■ **WHAT THE EXERCISE ASKS**: Retype, exactly and only, each line from the one containing "Task: locate the chair" to the end of the records below.

(Extracted records)
=====
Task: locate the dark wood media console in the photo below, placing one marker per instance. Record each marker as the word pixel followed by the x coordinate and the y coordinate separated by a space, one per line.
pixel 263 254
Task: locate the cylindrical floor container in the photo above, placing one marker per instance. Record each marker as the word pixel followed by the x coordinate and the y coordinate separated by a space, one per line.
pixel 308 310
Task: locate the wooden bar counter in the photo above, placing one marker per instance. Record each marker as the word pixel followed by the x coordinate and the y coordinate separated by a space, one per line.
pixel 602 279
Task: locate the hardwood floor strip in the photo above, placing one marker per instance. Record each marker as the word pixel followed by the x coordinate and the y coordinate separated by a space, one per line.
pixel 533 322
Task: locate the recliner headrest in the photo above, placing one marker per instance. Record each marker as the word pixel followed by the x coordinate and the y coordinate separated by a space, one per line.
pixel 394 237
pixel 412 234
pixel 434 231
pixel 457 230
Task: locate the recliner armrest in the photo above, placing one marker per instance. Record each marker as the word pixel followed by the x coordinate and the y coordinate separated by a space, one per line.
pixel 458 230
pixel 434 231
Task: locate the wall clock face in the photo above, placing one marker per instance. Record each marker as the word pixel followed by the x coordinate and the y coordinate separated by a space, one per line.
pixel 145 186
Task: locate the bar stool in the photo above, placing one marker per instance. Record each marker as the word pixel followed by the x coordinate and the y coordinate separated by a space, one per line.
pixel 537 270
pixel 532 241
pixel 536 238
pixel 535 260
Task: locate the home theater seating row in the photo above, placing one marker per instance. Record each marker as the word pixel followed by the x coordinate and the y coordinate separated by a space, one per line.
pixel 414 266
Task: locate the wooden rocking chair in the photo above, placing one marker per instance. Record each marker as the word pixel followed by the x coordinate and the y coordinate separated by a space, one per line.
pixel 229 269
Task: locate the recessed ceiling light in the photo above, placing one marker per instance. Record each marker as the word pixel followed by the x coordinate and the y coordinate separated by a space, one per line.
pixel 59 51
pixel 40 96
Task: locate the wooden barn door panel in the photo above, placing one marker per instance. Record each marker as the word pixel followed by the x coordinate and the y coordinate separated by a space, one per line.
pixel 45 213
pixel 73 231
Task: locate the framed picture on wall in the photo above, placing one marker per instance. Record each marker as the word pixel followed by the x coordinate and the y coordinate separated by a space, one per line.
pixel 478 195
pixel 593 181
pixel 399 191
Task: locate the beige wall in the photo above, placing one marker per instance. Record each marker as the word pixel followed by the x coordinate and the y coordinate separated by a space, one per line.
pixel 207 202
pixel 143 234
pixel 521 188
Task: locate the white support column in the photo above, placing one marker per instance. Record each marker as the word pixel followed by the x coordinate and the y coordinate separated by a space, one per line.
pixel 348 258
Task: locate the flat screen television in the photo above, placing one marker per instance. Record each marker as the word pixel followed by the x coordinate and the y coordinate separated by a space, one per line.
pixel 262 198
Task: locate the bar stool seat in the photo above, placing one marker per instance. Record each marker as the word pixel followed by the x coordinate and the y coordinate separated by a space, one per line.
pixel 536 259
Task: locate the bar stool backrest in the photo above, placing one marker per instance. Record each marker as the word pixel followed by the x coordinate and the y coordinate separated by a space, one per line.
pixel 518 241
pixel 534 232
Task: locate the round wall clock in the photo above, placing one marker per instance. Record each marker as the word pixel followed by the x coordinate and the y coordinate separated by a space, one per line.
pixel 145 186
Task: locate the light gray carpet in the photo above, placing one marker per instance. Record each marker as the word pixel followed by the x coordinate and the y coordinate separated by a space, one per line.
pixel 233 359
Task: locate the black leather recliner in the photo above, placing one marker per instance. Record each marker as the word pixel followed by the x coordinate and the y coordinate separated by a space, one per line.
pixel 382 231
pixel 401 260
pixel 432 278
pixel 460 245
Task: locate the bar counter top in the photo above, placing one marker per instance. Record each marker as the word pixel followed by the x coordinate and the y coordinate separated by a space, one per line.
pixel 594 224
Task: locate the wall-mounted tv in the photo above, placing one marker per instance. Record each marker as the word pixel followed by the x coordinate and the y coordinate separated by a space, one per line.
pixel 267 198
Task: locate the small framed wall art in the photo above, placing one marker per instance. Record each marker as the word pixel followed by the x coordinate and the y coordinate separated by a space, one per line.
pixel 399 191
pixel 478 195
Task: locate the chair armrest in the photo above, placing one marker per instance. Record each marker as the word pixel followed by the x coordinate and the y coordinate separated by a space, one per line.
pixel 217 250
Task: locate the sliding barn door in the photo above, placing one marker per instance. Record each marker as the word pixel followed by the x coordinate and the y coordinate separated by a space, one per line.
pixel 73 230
=====
■ **RESPONSE TO THIS TASK**:
Task: locate the chair armrest in the photo above, placing one marker per instance. Record each marker as the word pixel followed by the x coordinate and the y coordinate separated by a space, one per line.
pixel 217 250
Task: locate the sliding barn door in the photo above, placing one marker per instance. Record each marker as the word pixel followed by the x coordinate and the y coordinate separated by a space, one per line.
pixel 73 230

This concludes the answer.